> [What the task asks]:
Pick out each line of the records in which the word "shrub" appears.

--- START ---

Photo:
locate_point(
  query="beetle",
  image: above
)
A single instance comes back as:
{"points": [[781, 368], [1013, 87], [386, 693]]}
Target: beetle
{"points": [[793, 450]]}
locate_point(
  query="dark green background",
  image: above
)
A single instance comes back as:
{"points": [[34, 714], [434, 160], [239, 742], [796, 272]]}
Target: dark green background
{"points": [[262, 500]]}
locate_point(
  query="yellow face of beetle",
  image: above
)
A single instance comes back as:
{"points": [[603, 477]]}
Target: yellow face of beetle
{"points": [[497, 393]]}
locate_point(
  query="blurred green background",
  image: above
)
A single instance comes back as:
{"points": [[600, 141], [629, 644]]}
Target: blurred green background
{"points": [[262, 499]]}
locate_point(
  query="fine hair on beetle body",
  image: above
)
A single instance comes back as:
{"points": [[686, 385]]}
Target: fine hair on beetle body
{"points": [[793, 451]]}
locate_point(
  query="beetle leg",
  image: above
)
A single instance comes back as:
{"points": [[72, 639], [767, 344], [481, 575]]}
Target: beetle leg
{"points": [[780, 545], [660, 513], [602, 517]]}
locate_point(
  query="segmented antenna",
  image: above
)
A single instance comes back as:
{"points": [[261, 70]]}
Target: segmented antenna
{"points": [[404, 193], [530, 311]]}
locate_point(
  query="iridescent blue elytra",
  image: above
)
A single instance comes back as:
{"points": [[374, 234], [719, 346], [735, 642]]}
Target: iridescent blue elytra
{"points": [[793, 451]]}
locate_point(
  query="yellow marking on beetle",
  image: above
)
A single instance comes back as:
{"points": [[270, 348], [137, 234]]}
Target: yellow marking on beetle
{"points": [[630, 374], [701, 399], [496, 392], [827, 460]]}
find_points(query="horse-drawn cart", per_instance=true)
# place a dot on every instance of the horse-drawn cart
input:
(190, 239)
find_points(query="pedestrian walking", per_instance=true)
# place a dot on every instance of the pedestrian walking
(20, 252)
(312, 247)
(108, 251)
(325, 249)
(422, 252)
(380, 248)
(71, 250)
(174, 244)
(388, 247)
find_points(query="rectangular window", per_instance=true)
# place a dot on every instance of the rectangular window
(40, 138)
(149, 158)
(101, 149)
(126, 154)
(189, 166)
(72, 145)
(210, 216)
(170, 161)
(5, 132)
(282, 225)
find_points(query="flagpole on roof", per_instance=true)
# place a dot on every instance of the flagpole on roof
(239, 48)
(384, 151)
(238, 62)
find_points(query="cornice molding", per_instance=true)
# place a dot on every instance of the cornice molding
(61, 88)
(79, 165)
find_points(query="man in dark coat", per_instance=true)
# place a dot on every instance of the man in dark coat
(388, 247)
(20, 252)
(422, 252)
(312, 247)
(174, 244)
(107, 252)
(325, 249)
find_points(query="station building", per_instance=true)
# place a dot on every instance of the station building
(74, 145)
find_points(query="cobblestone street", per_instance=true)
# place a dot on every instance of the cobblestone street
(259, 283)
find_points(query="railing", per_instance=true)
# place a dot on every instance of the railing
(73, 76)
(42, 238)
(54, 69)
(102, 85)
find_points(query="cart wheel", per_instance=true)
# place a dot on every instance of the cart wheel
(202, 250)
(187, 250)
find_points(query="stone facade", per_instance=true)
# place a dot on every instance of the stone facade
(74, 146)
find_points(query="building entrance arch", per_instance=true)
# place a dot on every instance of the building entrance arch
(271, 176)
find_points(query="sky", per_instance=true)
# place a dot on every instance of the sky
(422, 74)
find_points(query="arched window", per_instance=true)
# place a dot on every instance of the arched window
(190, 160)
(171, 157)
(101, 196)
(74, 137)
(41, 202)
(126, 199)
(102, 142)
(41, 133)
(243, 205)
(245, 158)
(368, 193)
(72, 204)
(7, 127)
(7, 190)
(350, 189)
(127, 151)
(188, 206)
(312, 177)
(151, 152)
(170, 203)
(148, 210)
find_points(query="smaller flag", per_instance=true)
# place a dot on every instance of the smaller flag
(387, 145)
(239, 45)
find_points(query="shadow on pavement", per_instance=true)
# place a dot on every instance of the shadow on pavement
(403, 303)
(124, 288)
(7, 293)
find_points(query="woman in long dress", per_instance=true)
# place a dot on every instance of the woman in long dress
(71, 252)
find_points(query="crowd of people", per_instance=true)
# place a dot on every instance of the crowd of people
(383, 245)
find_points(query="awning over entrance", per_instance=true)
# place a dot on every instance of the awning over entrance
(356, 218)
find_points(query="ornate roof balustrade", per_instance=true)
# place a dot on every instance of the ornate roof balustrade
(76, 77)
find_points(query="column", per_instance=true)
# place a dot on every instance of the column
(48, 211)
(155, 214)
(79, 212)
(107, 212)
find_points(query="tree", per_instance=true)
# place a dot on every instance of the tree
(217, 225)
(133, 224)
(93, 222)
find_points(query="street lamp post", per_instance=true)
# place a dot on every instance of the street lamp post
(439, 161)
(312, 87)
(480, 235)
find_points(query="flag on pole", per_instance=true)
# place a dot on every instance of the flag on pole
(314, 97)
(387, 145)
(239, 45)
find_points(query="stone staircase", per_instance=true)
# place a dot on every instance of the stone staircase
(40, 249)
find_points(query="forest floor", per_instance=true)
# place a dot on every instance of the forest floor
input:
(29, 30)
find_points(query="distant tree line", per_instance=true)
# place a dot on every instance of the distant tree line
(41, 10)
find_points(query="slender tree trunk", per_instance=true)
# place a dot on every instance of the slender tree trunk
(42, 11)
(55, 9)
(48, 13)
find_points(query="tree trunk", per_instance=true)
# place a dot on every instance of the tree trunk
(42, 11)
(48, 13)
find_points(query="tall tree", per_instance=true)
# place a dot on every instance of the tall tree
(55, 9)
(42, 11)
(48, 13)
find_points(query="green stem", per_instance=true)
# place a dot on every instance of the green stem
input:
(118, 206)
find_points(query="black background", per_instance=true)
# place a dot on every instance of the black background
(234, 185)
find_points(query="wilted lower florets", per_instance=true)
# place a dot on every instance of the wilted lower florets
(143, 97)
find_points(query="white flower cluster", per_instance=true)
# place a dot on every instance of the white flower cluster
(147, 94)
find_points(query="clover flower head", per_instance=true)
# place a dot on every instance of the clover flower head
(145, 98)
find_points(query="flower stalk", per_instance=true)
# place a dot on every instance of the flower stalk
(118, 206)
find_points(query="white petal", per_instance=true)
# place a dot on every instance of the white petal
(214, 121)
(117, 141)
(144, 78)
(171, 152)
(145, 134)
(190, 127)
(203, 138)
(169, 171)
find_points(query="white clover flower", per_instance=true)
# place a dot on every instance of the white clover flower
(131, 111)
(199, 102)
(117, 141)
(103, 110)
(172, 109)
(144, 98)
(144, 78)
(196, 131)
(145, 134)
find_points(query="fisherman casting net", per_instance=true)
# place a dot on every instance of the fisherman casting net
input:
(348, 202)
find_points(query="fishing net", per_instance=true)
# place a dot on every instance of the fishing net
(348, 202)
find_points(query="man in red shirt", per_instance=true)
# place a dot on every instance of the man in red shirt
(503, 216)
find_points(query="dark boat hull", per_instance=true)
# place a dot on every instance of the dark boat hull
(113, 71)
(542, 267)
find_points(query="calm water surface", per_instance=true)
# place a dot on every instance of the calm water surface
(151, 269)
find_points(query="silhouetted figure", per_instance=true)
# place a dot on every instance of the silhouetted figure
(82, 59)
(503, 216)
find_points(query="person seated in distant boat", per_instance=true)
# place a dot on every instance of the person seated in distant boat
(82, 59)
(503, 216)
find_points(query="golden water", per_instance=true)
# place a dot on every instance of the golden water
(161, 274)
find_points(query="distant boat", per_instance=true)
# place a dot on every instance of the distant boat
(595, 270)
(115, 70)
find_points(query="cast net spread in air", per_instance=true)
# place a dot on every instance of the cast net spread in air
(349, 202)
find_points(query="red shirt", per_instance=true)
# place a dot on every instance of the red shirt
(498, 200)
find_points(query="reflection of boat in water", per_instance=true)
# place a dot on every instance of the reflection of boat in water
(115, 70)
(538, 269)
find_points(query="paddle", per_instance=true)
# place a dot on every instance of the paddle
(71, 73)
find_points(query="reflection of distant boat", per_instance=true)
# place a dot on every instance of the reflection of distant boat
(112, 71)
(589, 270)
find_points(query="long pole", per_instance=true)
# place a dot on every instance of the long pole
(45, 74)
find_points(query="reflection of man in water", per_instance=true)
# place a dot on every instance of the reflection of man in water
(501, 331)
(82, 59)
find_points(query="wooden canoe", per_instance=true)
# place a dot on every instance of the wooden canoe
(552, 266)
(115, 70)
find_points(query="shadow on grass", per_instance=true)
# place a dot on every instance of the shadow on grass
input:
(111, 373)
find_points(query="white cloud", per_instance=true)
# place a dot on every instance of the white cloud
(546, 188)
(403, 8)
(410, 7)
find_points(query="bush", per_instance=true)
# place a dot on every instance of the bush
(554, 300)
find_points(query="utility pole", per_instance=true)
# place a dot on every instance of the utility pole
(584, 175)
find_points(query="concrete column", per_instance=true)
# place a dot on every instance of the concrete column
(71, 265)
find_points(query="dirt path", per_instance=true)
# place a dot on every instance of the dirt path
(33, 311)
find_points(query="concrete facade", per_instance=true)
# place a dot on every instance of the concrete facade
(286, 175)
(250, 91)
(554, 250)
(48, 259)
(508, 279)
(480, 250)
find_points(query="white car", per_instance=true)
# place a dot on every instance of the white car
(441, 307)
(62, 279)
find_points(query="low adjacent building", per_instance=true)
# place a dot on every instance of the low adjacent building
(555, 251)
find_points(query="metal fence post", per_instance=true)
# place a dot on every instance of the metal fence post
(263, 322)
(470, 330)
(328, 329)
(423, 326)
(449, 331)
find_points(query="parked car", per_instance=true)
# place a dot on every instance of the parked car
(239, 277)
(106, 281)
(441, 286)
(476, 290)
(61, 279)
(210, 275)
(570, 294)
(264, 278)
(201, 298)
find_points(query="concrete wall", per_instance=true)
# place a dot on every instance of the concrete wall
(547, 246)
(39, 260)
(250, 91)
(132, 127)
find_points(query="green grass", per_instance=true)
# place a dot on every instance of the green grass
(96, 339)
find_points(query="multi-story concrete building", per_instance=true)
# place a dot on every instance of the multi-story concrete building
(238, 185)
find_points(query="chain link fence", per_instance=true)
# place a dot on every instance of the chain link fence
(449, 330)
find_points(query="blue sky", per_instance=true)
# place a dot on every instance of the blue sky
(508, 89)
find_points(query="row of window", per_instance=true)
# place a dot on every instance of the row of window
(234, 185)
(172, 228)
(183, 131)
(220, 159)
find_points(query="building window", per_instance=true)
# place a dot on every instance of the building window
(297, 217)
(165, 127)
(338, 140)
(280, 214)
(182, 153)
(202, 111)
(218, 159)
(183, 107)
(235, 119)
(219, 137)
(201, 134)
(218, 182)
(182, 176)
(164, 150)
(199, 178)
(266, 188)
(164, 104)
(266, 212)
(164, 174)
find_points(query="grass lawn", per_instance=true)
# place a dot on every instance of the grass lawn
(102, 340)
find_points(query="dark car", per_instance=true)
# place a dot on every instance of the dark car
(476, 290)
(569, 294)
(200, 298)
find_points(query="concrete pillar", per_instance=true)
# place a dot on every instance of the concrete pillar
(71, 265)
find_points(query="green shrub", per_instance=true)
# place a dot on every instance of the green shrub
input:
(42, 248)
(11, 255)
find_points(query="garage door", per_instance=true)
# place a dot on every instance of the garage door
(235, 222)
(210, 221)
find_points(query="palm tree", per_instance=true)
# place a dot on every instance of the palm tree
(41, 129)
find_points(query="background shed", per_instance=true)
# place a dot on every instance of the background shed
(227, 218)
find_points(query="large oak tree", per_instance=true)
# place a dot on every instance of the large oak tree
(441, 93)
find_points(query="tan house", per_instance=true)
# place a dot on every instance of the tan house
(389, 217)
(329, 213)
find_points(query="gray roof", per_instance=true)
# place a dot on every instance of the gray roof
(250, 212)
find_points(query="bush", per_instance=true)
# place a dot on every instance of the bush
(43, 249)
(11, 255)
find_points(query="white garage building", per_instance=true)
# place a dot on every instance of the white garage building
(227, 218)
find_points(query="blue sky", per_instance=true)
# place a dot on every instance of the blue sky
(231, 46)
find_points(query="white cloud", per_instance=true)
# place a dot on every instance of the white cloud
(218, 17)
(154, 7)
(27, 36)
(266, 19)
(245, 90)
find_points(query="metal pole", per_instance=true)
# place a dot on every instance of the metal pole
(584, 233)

--- END ---

> [Answer]:
find_points(query="green shrub", per_instance=true)
# place a dot on every instance of the green shrub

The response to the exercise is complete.